→ DATASET ROWS

§ §

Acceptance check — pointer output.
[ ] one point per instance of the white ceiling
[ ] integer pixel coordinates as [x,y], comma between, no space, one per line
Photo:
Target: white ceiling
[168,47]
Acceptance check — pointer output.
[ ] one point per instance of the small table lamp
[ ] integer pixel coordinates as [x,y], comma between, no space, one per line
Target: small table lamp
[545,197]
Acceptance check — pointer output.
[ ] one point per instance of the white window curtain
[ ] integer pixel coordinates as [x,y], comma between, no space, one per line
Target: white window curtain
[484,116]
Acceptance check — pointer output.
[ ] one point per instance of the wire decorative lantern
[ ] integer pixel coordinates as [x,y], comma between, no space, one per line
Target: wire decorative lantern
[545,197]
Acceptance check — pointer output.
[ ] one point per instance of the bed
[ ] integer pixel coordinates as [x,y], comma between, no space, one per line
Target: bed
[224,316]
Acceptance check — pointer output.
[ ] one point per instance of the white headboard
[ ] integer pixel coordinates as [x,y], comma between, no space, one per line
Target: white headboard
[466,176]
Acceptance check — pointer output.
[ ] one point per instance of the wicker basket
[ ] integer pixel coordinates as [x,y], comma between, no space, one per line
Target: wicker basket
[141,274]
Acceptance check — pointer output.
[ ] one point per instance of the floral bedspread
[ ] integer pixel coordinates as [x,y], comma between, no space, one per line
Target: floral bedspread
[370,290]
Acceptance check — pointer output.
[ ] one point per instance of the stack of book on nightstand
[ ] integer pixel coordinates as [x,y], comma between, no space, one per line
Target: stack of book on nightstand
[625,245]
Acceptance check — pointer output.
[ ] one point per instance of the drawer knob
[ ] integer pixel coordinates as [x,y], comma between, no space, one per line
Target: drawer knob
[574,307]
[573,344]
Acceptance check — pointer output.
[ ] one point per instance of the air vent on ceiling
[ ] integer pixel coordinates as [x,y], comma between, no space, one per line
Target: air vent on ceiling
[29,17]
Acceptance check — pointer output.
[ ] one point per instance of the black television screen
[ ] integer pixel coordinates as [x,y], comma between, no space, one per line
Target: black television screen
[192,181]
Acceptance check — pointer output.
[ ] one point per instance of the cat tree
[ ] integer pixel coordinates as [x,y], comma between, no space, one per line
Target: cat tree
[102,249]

§ §

→ OBJECTIVE
Set down the entries above again, word for word.

→ PROBLEM SOLUTION
Acceptance check — pointer output.
[ ] one point per instance of the white ceiling
[ ] integer pixel coordinates as [x,y], comma between, no space, one per line
Photo:
Target: white ceiling
[168,47]
Acceptance check — pointer output.
[ ] one point per instance of the small table lamp
[ ] integer pixel coordinates as [x,y], comma between, no space, one per line
Target: small table lamp
[545,197]
Acceptance check — pointer output.
[ ] one point per instance of the white window curtain
[ ] integer pixel coordinates as [x,y], comma between, no space, one per line
Target: white window curtain
[484,116]
Acceptance check — pointer output.
[ ] one point per instance of the wire decorative lantern
[ ] integer pixel coordinates as [x,y], comma between, no space, one per line
Target: wire decorative lantern
[545,197]
Acceptance check — pointer output.
[ ] one point per instance of the bed
[ ] integer pixel coordinates as [x,y], comma between, no space, one per line
Target: bed
[224,316]
Acceptance check — pointer output.
[ ] one point per instance of the white headboard
[ ] integer pixel coordinates as [x,y], comma between, no space, one per line
Target: white headboard
[466,176]
Acceptance check — pointer output.
[ ] one point per instance of the wicker basket
[ ] integer pixel coordinates as [x,y], comma between, no space, one per line
Target: wicker basket
[141,274]
Acceptance check — pointer output.
[ ] one point per instance of the floral bedspread
[ ] integer pixel coordinates as [x,y], comma between, no space, one per line
Target: floral bedspread
[370,290]
Acceptance check — pointer output.
[ ] one point per instance of the stack of book on nightstand
[ ] integer pixel coordinates as [x,y], comma between, no space, one per line
Target: stack of book on nightstand
[625,245]
Acceptance check — pointer output.
[ ] one point per instance of the drawer knob
[ ] integer pixel coordinates as [x,y], comma between, no space, one per line
Target: drawer knob
[574,307]
[573,344]
Acceptance check — pointer output.
[ ] one point per instance of the air vent on ceiling
[ ] integer pixel coordinates as [x,y], comma between, no space, one per line
Target: air vent on ceiling
[29,17]
Acceptance check — pointer output.
[ ] one point per instance of the black television screen
[ ] integer pixel coordinates as [x,y], comma between, no space, one per line
Target: black television screen
[192,181]
Acceptance check — pointer output.
[ ] one point per instance of the cat tree
[ ] integer pixel coordinates as [x,y], comma between, no space, one per line
Target: cat tree
[102,249]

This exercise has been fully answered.